**Auszug der Zeilen**.
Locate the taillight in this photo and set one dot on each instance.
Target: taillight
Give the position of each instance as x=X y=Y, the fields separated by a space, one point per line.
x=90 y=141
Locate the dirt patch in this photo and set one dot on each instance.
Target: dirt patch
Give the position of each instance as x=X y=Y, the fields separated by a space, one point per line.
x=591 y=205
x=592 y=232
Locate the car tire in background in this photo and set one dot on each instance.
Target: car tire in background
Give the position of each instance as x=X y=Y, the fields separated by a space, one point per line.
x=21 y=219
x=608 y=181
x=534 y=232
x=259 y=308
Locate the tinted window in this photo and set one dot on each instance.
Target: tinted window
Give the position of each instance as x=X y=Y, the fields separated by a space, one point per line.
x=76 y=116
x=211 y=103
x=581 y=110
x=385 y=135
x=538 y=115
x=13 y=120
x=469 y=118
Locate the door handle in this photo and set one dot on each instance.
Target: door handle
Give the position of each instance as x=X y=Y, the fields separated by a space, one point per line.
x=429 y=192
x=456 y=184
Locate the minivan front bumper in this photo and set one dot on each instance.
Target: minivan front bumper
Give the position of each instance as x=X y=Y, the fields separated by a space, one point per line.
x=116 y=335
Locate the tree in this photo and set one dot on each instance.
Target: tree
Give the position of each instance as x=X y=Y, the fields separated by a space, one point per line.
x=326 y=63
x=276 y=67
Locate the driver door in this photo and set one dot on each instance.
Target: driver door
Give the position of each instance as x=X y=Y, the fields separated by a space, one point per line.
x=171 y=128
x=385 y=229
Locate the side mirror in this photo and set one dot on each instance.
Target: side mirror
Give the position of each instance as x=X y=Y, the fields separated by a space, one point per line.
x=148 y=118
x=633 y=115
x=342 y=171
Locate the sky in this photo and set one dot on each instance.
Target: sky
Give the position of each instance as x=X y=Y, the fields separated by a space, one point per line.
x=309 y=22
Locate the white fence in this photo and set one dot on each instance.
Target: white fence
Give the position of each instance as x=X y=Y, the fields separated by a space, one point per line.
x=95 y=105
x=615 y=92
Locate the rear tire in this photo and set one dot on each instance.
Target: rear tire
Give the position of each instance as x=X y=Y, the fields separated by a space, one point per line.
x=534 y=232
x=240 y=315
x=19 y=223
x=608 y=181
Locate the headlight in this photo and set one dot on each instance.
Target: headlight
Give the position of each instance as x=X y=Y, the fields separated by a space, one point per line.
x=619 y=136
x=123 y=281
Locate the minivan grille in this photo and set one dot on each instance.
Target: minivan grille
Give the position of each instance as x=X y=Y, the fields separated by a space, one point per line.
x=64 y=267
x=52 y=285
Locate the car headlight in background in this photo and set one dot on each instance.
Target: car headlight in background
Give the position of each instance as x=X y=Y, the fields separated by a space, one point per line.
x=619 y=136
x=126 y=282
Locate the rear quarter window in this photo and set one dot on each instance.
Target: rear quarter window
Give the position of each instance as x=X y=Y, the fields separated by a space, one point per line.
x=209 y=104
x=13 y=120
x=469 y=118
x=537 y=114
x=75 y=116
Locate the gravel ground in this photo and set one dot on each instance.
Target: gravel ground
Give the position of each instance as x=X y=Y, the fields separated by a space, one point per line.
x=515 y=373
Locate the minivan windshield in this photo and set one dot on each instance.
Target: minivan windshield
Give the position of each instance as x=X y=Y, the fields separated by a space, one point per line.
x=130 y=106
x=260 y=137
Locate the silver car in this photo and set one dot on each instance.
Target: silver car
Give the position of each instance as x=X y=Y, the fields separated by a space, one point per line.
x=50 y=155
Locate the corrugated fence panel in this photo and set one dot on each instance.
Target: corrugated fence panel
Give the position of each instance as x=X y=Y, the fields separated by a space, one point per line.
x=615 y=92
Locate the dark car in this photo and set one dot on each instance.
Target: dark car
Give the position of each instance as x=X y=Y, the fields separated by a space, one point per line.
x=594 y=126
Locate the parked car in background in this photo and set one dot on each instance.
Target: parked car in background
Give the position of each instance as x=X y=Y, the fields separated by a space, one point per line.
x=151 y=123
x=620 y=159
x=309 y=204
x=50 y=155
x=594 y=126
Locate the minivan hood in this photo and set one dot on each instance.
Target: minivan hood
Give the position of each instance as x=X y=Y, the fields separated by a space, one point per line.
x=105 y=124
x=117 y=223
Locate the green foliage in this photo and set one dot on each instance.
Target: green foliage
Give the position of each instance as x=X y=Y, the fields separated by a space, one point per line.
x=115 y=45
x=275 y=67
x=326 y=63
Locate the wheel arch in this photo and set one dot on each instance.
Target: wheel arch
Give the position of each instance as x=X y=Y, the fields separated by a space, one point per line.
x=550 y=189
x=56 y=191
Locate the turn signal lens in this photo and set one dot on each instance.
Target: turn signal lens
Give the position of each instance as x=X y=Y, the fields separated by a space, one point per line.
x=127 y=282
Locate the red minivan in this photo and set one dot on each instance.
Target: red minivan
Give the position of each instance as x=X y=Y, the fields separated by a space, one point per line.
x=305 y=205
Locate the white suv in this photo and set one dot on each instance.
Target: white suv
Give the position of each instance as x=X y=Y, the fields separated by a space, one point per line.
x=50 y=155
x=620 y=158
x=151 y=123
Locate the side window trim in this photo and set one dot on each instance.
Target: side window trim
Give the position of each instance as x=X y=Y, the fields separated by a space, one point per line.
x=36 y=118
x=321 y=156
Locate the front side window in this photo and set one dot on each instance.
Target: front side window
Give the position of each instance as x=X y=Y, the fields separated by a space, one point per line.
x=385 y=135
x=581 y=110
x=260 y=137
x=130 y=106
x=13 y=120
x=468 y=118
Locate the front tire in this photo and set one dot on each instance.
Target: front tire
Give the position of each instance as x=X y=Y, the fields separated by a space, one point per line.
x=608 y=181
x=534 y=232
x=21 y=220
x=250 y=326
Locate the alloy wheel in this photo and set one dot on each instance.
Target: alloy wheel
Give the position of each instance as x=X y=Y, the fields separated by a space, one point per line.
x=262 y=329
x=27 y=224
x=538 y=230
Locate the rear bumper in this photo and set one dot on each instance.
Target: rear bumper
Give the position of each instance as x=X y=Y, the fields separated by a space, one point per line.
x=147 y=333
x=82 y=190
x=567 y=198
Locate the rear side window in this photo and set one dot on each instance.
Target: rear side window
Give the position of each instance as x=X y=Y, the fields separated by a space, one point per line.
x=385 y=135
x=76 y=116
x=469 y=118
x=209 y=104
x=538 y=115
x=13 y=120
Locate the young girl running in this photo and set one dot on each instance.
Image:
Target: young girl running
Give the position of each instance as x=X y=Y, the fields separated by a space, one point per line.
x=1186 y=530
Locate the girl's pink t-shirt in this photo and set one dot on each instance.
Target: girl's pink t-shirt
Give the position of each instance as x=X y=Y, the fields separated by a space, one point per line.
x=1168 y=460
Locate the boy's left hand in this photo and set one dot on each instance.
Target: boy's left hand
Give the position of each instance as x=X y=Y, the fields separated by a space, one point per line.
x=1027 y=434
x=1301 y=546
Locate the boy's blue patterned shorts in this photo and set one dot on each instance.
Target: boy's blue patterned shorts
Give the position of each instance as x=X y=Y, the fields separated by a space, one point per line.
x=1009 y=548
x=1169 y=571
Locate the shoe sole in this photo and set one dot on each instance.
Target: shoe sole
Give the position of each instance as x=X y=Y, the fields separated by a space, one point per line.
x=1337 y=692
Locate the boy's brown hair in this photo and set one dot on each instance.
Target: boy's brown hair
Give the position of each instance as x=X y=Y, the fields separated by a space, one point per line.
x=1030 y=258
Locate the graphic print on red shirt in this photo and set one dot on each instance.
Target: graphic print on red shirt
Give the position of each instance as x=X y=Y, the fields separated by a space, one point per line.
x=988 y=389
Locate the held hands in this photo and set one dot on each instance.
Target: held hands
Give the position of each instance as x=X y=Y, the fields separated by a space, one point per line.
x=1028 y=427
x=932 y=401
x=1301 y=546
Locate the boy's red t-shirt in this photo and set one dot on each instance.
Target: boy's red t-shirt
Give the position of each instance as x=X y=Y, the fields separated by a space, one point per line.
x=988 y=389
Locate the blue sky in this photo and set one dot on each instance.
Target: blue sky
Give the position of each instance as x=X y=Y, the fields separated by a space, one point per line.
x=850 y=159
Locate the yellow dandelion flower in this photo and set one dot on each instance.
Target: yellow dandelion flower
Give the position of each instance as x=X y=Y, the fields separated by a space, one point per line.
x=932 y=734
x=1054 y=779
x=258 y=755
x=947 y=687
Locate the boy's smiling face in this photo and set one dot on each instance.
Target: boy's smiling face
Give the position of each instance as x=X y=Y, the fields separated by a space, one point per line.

**Zielsetzung**.
Geben Sie alles vom Beginn der Zeilen bis hinunter zu der Zeile mit „x=259 y=308“ erneut wieder. Ersetzen Sie dabei „dirt patch“ durch „mud patch“ und lassen Sie alles Übrige unverändert.

**Lösung der Aufgabe**.
Locate the taillight in this photo and set one dot on each instance.
Target: taillight
Give the position of each instance as x=X y=Y, the fields separated by a space, one point per line.
x=90 y=141
Locate the mud patch in this photo and set one dot on each instance.
Target: mud patch
Give the position of each instance as x=X y=Y, the fields separated by a space, one point per line.
x=591 y=205
x=592 y=232
Locate the car tire in background in this photo and set one dot on each instance.
Target: car tire in background
Give the position of each instance as x=X y=Y, the fields separated by a space, one point per line.
x=21 y=219
x=608 y=181
x=534 y=232
x=259 y=308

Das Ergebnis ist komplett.